Цель задания:
Пожалуйста, напишите продолжение приведенного ниже отрывка с заметками о писателях, начав сразу после его последнего предложения.

Говоря беспристрастно, «Душенька» – цветок свежий и красивый, но без запаха. Впрочем, и то сказать, что обоняние наше стало взыскательнее и причудливее, нежели было оно у наших отцов. Нелединский справедливо замечает, что известный стих «Душеньки» «И только ты одна прекраснее портрета» не совсем удовлетворителен; для полноты смысла нужно было сказать, что она прекраснее своего портрета, а не вообще портрета.

* * *

Успех комедии «Мизантроп» – торжество малодушного и развратного века. Мольер хотел угодить современникам и одурачил честного человека; но зато с каким мастерством, искусством и живостью! Краски его не полиняли до нашего времени. Вообще о комедиях его можно сказать, что он был в высшей степени портретный живописец. Лица его верны и живы, как в главных чертах, так и в малейших. О целых картинах его не всегда то же скажешь.

* * *

Державин, кажется, был чуток к одним современным и наличным вдохновениям. Поэтическая натура его не была восприимчива в отношении к минувшему. В стихах его Петру Великому нет ни одного слова, ни одного выражения, достойного героя и поэта. Некоторые из воспетых им современников были счастливее; но зато Державин был несчастнее. Похвала недостойному лицу не возвышает хваленого, а унижает хвалителя. Впрочем, не следует заключить из этого, что Державин только льстецом был, хотя и сказал, что «раб лишь только может льстить». Он забыл или не чувствовал, что раб может молчать.

– Если бы вы знали, как трудно написать хорошую трагедию, – говорил трагик, которого творения не имели успеха на сцене.

– Верю, – отвечал ему собеседник его, – но знаю, что очень легко не писать трагедий.

Так же легко не писать и похвальных од.

Многие из второстепенных произведений Державина если не по лирическому движению, живописи и яркости выражения, то по крайней мере по мыслям и чувствам, в них выраженным, должны оставаться в памяти читателей. Таковы, например, стихи «К Храповицкому», «К графу Валерьяну Зубову», «К Скопихину», «Ко второму соседу», «Мужество» и некоторые другие стихотворения. Читая их, не скажешь, что Державин – первый наш лирик, но признаешь в нем мыслящего поэта и поэта-философа.

Знавшим лично Оленина, который был необыкновенно малого роста и сухощав, нельзя без смеха прочесть стих Державина к нему:

Нам тесен всех других покрой.

Иногда стихи его могут соперничать со стихами Хвостова. Например, из стихотворения «Званка»:

Иль в лодке вдоль реки, по брегу пеш, верхом,Качусь на дрожках я, соседей с вереницей.

По смыслу и течению слов выходит, что он на дрожках соседей катался в лодке по брегу пеш верхом.

* * *

Критик Болтин был пасынок Кроткова, который из шалости и от долгов распустил слух о своей смерти и выехал из Петербурга в гробе в свою симбирскую деревню. Молодой Болтин последовал за ним. Попечительный о воспитании его, отчим заставлял его петь в хорах, составленных из дворовых людей, и этим утешал себя на веселых и приятельских попойках. Природные склонности боролись в юноше с силой развратного примера и победили ее. Урывками от пьяных бесед предавался он, наедине и втихомолку, трезвому пьянству Муз. Он перевел два тома французской «Энциклопедии», которая была тогда в большой славе.

Данные для локализации: по одной точке на каждый объект:
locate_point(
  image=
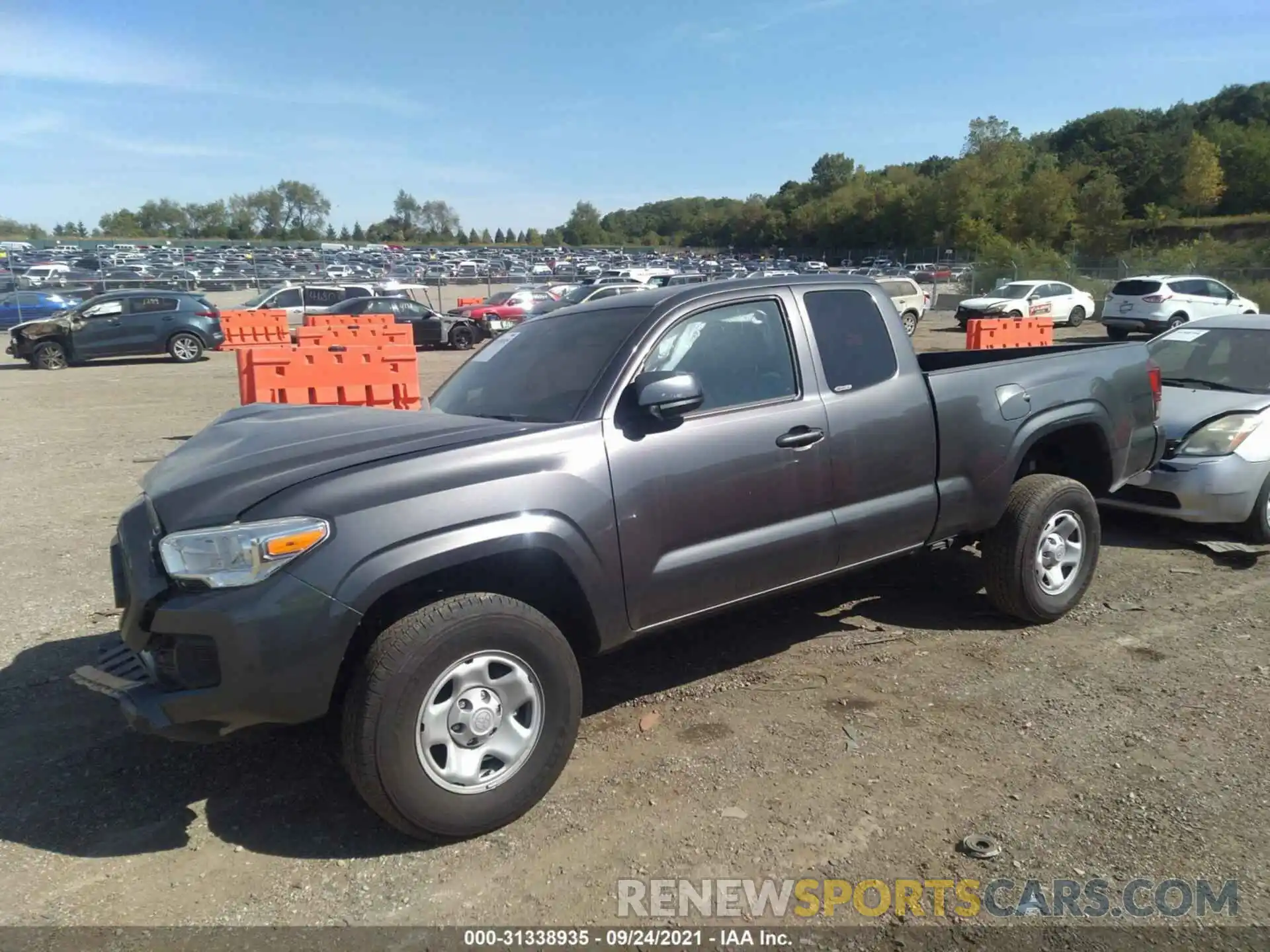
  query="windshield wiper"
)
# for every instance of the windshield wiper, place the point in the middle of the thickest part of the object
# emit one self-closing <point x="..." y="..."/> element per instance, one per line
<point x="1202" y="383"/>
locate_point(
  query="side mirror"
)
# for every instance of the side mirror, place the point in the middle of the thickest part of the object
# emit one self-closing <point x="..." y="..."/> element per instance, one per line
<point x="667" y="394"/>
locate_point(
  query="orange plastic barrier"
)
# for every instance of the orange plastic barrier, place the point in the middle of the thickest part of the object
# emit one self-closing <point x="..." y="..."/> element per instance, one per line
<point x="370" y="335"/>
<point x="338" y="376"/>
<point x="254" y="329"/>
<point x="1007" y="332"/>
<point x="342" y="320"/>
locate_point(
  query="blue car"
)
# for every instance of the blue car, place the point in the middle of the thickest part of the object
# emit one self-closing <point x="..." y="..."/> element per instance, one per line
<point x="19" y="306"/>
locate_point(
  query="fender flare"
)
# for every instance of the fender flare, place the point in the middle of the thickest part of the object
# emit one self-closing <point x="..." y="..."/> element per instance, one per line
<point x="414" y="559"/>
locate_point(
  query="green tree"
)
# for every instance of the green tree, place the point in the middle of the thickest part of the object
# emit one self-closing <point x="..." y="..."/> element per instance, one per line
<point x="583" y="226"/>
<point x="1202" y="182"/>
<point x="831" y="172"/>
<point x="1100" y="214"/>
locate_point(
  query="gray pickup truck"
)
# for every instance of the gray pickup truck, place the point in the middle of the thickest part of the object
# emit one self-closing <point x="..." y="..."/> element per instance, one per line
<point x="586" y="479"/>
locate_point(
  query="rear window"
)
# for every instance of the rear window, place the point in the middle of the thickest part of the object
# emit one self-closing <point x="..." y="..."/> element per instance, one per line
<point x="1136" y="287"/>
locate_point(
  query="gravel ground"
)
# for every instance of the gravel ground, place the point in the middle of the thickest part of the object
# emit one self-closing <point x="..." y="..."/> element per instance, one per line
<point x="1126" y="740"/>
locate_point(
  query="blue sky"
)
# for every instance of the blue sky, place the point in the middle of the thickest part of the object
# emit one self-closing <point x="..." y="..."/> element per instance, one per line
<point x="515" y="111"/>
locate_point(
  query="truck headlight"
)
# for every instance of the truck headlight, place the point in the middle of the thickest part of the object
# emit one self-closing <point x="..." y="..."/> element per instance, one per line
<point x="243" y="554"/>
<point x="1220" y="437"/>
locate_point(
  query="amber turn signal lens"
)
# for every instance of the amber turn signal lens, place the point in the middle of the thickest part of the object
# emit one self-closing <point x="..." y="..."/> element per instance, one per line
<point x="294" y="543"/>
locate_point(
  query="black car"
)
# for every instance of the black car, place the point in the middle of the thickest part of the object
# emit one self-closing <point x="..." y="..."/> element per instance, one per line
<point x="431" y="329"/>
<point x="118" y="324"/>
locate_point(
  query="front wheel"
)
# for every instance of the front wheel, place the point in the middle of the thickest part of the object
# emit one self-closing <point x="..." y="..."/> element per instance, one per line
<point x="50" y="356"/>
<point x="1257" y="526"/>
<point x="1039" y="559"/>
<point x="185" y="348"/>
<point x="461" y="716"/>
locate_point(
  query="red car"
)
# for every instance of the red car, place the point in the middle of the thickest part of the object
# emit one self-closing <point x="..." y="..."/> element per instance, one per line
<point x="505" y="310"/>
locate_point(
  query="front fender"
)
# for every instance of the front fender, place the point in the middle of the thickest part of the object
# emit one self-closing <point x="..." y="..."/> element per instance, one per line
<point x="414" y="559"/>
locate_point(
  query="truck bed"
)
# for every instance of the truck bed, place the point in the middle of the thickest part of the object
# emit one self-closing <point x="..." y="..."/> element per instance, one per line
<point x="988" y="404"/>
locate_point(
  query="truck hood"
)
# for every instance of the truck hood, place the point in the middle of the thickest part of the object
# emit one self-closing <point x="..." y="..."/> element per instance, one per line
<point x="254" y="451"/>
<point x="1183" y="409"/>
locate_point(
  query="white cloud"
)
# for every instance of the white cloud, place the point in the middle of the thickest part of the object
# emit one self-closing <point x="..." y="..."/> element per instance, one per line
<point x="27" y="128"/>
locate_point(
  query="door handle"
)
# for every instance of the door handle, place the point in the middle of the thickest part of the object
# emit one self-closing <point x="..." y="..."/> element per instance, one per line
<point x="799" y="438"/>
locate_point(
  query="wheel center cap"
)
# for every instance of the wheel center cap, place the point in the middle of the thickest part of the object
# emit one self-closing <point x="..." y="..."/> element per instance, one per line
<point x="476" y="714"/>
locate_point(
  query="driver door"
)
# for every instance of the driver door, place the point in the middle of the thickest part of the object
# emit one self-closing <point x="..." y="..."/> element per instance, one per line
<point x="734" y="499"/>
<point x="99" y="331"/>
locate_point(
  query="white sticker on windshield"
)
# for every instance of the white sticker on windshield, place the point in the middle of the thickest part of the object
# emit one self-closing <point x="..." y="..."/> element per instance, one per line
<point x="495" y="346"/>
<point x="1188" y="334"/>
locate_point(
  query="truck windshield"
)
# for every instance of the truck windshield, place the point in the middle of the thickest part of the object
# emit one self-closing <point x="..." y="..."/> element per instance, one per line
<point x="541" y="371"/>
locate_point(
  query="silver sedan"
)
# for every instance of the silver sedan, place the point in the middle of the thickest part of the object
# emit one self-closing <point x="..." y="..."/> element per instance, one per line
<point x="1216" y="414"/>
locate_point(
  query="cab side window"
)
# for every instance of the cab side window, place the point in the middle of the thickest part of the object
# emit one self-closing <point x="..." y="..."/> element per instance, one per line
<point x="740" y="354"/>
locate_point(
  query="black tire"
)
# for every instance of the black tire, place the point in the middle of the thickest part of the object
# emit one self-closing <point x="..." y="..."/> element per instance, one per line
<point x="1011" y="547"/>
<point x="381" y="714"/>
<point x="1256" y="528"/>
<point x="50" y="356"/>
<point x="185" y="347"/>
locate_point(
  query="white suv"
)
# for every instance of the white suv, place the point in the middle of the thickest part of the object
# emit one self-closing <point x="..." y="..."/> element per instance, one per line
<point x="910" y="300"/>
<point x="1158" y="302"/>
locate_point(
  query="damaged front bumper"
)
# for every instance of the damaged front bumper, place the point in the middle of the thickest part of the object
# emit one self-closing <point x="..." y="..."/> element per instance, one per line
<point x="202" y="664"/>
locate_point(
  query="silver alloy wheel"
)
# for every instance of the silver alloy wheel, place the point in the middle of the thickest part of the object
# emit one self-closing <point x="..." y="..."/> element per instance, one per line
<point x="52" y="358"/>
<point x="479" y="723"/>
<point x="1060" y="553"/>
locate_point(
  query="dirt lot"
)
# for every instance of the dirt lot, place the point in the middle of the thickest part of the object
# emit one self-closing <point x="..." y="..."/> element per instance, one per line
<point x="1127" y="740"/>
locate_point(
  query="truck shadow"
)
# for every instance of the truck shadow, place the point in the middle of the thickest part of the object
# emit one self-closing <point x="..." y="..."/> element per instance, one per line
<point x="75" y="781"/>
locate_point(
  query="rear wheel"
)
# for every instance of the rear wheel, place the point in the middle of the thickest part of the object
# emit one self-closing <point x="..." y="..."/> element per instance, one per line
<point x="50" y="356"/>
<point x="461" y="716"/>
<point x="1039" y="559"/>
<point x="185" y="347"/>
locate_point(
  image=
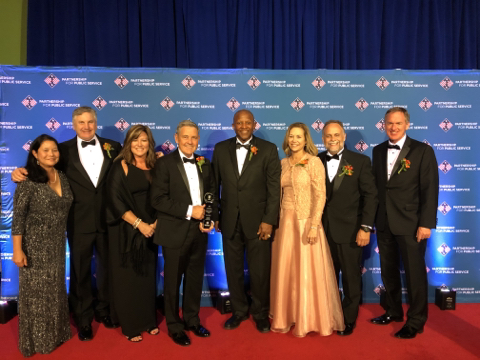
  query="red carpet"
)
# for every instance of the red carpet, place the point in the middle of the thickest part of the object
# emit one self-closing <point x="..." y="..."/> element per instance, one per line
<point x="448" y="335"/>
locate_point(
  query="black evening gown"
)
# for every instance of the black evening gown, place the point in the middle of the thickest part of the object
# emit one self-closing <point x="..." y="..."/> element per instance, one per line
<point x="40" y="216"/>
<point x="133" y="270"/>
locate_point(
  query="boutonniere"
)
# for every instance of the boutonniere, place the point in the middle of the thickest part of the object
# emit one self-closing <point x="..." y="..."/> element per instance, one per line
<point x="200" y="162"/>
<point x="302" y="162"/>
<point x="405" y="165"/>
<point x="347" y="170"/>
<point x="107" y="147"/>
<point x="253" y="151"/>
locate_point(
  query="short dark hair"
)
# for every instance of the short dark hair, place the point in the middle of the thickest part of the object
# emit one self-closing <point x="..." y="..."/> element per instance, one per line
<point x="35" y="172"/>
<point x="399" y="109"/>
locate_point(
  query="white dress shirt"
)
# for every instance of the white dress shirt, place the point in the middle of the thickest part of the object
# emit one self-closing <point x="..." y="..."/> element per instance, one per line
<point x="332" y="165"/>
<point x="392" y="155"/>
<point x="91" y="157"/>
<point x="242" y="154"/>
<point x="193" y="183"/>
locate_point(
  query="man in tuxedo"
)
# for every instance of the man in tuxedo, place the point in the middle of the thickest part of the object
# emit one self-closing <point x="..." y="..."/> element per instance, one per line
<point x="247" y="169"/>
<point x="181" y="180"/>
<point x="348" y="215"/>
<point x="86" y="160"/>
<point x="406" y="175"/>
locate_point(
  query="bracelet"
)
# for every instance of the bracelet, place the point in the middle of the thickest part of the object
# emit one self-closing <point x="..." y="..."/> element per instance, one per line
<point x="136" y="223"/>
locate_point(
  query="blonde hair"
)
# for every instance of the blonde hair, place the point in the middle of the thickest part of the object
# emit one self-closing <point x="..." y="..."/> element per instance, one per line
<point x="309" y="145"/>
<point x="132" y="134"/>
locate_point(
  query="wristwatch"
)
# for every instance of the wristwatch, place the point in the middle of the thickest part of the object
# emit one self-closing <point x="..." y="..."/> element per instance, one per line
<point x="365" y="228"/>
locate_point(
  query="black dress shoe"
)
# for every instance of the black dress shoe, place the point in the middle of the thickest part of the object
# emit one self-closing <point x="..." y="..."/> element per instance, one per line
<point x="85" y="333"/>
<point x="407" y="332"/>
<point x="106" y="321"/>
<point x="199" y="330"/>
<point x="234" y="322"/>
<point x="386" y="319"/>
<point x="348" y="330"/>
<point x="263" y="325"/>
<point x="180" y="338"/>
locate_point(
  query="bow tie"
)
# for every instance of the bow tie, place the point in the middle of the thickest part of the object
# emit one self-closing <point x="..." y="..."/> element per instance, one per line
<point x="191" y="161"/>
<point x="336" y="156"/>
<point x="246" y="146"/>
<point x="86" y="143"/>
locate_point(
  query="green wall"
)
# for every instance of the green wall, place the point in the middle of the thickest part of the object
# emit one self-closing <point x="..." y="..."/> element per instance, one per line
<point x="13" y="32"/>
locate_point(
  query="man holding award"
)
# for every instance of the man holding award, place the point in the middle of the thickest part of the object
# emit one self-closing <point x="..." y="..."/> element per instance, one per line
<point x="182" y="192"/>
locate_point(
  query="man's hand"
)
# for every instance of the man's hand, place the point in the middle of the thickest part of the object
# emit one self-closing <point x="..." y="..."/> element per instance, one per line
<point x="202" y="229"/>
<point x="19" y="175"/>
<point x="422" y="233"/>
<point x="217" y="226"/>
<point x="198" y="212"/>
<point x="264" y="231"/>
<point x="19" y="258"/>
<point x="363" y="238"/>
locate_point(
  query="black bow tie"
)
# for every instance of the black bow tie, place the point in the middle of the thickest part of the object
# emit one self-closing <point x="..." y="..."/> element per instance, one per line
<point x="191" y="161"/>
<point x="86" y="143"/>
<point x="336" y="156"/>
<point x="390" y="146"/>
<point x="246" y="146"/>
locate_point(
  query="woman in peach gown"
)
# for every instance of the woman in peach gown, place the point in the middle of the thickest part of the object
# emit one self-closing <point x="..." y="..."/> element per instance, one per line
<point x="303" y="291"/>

Ответ на задание:
Наконец обстоятельства его приняли счастливый оборот. Он возвратился в Петербург и посвятил себя любимой своей науке – истории. Любопытно было бы иметь более биографических сведений об этом замечательном человеке.

* * *

О нашем языке можно сказать, что он очень богат и очень беден. Многих необходимых слов для изображения мелких оттенков мысли и чувства недостает. Наши слова выходят сплошь, целиком и сырьем. О бедности наших рифм и говорить нечего. Сколько слов, имеющих важное и нравственное значение, никак рифмы себе не приищут. Например, жизнь, мужество, храбрость, ангел, мысль, мудрость, сердце и т.д. За словом добродетель тянется непременно свидетель; за словом блаженство тянется совершенство. За словом ум уже непременно вьется рой дум или несется шум. Даже и бедная любовь, которая так часто ложится под перо поэта, с трудом находит двойчатку, которая была бы ей под пару.

Всё это должно невольно вносить некоторое однообразие в наше рифмованное стихосложение. Да и слово добродетель сложилось неправильно: оно по-настоящему не что иное, как слово благодетель. А слово доблесть у нас как-то мало употребляется в обыкновенном слоге, да и рифмы не имеет.

Вольтер говорил о французском языке, что он тщеславный нищий, которому нужно подавать милостыню против воли его. А мы выдумали, что наш язык такой богач, что всего у него много и новыми пособиями только обидишь его.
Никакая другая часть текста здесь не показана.